◆ **ÉNONCÉ 1**: Recopiez sans rien changer le passage du texte sur les enfants et le numérique qui va de « Vos questions sur » jusqu'à « que faire ? » inclus.
◆ **ÉNONCÉ 2**: Prolongez le texte sur les enfants et leur smartphone à partir de sa dernière phrase.

◆ **TEXTE EXTRAIT**:
══════

Vos questions sur le numérique : nos experts vous répondent
Convaincus ou réfractaires, les parents se posent légitimement beaucoup de questions sur les usages de ces outils technologiques et sur les comportements qu’ils induisent. De nombreux experts ont accepté de répondre à vos principales interrogations et de décrypter certaines attitudes et pratiques de vos enfants.
Mon enfant est toujours accroché à son smartphone que faire ?
Réponse de Justine Atlan, directrice de l'Association e-Enfance
En général, les enfants sont équipés d’un téléphone à partir de l’entrée en 6e, vers onze ans. L’achat d’un téléphone à cet âge est motivé soit par les parents, qui souhaitent ainsi garder le contrôle de leur enfant qui devient physiquement autonome, soit en réponse à la pression de leur enfant. Dans les deux cas, il y a là un grand malentendu. Grâce au téléphone, l’enfant souhaite être en lien avec ses amis mais pas vraiment avec ses parents. Aux parents qui se demandent ce que leurs enfants font pendant tout ce temps sur leur smartphone, la réponse est simple : ils sont en lien avec leurs amis via les réseaux sociaux, dont les jeunes raffolent Snapchat, Instagram, WhatsApp, etc. Et ils passent aussi beaucoup de temps à regarder des vidéos sur Youtube.

══════

◆ **DONNÉES FOURNIES**:
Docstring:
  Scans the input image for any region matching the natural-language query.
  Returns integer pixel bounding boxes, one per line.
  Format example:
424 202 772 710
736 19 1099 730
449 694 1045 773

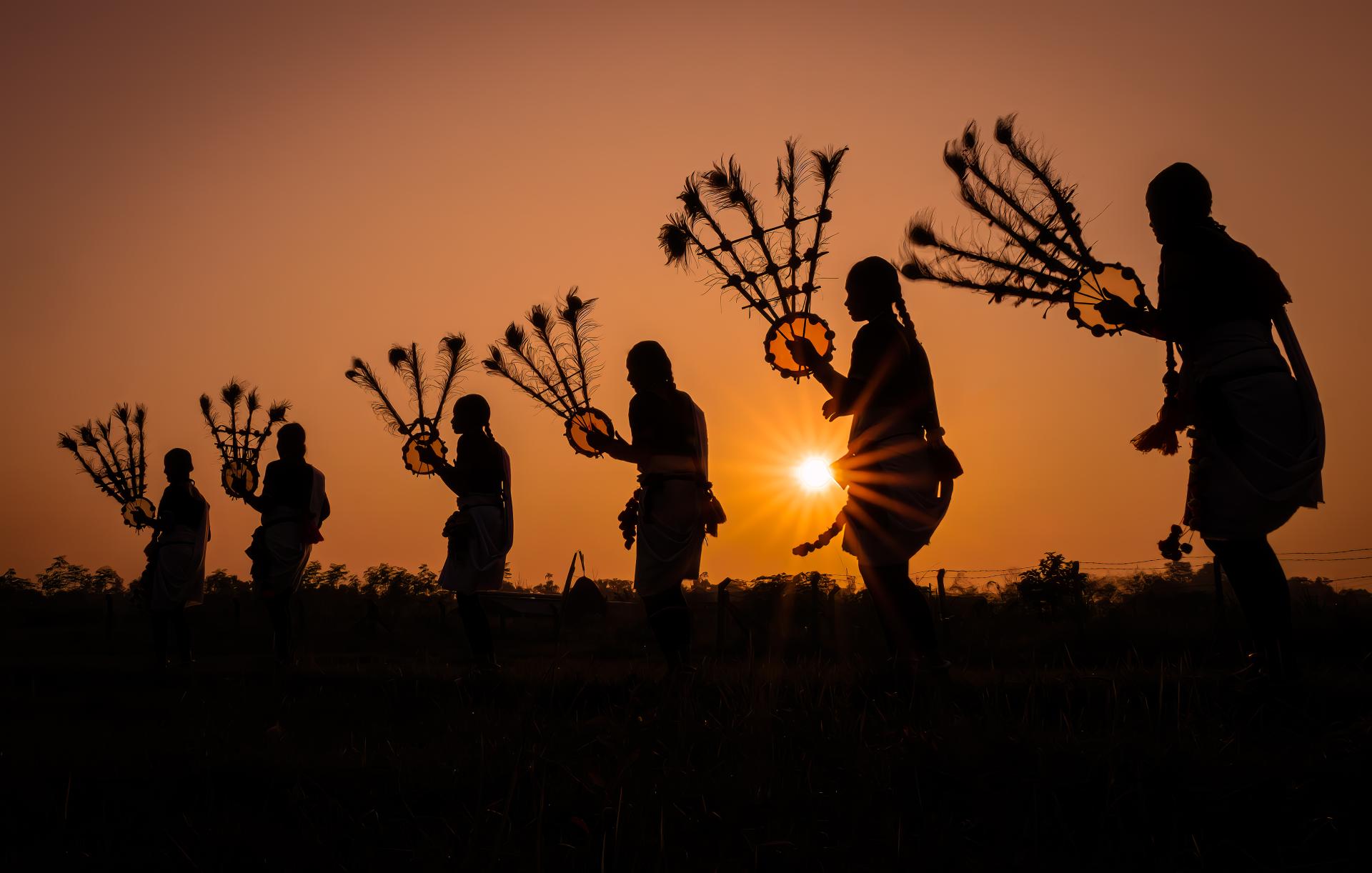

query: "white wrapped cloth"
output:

══════

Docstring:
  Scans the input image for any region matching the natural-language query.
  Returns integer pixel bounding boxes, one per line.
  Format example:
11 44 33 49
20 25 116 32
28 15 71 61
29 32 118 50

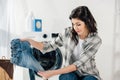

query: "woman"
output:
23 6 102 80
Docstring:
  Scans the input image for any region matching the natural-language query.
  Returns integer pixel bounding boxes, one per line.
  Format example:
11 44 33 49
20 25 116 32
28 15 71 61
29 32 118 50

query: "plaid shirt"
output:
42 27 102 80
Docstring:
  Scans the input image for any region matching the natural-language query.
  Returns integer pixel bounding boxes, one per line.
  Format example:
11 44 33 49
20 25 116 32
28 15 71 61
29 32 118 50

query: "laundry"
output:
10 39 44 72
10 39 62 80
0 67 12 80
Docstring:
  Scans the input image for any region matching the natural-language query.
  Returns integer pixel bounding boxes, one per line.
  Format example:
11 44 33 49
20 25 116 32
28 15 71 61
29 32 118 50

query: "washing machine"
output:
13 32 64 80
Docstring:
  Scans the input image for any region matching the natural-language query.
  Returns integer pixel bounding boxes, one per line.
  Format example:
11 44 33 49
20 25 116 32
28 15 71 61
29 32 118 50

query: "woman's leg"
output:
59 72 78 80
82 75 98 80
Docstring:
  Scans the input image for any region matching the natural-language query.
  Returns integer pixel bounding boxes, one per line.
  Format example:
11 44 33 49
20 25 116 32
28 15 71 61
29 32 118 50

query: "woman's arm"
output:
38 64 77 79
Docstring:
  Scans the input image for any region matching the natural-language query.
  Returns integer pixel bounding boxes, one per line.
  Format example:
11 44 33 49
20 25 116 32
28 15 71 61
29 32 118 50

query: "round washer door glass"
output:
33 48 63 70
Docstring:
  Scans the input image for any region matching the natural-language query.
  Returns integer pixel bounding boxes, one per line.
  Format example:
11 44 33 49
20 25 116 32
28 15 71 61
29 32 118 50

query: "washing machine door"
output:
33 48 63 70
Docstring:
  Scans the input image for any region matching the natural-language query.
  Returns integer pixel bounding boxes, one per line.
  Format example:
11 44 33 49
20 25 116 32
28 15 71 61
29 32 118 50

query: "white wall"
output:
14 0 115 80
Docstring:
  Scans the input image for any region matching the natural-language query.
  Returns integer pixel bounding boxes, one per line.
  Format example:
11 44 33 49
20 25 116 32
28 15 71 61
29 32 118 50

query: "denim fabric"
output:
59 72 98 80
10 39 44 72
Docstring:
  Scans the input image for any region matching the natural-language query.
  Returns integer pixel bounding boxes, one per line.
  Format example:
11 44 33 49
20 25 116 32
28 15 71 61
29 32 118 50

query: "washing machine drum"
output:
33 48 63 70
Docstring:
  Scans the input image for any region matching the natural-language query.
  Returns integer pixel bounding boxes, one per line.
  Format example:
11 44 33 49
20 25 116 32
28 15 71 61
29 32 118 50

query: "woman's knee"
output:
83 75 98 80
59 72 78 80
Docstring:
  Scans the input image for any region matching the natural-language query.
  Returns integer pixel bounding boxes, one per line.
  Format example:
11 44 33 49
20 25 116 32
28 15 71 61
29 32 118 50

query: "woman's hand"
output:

══════

◆ **RÉSULTAT OBTENU 1**:
Vos questions sur le numérique : nos experts vous répondent
Convaincus ou réfractaires, les parents se posent légitimement beaucoup de questions sur les usages de ces outils technologiques et sur les comportements qu’ils induisent. De nombreux experts ont accepté de répondre à vos principales interrogations et de décrypter certaines attitudes et pratiques de vos enfants.
Mon enfant est toujours accroché à son smartphone que faire ?

◆ **RÉSULTAT OBTENU 2**:
Si, aujourd’hui, il paraît impossible d’interdire d’avoir un téléphone, les parents ont un rôle primordial à jouer. D’abord, s’interroger sur le type d’appareil qu’ils vont acheter à leur enfant. Ils ne sont pas obligés d’acheter tout de suite un smartphone. Il peut être offert plus tard, vers la 4e, quand l’enfant a montré qu’il savait utiliser cet outil qui nécessite une éducation. Ensuite, les parents doivent bien s’informer sur les forfaits proposés par les opérateurs. Certains proposent des forfaits spéciaux pour les jeunes avec un contrôle parental bien fait, avec une gestion à distance du temps, du débit sur Internet, de l’accès aux réseaux sociaux, etc.
Enfin, si les parents trouvent que leur enfant passe trop de temps sur le téléphone, ils doivent se faire confiance. Leur ressenti est le signal qu’il faut fixer des limites et des règles : pas de téléphone à table, ni le soir avant le coucher, ni pendant les devoirs, etc. Les jeunes sont ultraconnectés via leur smartphone et sans cesse sollicités par des alertes, des notifications, c’est aux parents de dire stop ! Les adolescents seront même soulagés qu’on leur fixe des limites qu’ils ne sont pas capables de se donner eux-mêmes.
De quels piègent nos ados doivent-ils se méfier sur les réseaux sociaux ?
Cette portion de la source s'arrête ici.